=== Extracted records ===
※ ※ ※

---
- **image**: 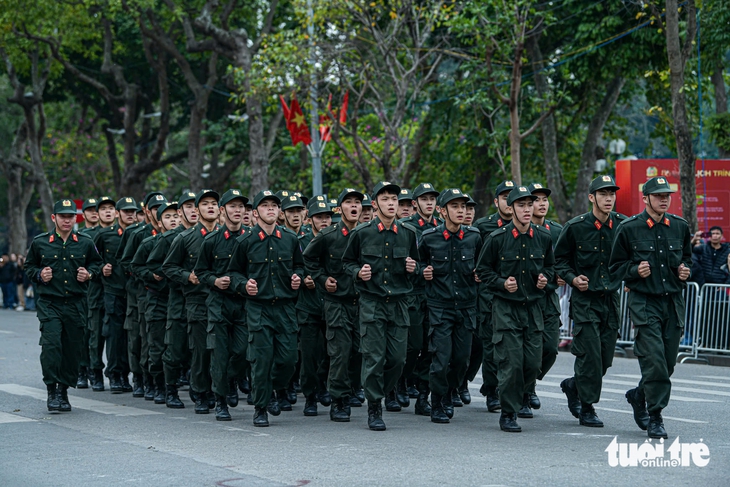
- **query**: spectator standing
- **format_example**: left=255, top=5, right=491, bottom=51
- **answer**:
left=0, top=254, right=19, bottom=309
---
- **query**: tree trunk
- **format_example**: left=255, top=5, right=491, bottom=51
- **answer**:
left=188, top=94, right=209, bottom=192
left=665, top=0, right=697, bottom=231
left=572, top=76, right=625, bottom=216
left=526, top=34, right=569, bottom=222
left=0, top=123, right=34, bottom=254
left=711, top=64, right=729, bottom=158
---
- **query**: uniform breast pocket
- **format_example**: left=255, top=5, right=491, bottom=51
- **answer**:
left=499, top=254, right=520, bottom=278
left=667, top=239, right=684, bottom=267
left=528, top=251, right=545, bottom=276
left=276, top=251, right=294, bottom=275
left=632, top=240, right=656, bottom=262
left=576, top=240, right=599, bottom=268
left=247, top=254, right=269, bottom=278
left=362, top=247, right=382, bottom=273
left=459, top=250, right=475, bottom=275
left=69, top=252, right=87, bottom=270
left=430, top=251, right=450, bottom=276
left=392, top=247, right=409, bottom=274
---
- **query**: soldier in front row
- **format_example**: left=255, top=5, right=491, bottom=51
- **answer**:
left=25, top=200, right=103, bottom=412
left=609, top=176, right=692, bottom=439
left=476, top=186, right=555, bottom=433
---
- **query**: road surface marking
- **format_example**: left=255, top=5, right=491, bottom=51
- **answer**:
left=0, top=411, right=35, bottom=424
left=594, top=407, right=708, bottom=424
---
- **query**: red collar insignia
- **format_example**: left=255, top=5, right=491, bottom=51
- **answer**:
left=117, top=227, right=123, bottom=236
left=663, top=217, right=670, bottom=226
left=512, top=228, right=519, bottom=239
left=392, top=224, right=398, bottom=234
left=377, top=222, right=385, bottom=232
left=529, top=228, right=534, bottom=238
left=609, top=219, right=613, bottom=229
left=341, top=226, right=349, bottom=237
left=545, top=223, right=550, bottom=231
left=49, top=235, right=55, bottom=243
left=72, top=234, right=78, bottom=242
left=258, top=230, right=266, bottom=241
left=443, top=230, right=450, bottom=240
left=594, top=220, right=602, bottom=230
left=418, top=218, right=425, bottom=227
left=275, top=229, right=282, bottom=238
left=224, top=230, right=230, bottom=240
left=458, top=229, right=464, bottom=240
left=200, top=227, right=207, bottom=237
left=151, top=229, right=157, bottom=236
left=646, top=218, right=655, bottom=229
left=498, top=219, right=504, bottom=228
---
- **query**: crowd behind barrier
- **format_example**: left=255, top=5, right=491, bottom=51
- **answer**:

※ ※ ※

=== YOUR GOAL ===
Gather each line in the data that holds the string "query".

=== REPLY ===
- **query**: spectator standing
- **query**: tree trunk
- **query**: uniform breast pocket
- **query**: soldier in front row
- **query**: road surface marking
- **query**: red collar insignia
- **query**: crowd behind barrier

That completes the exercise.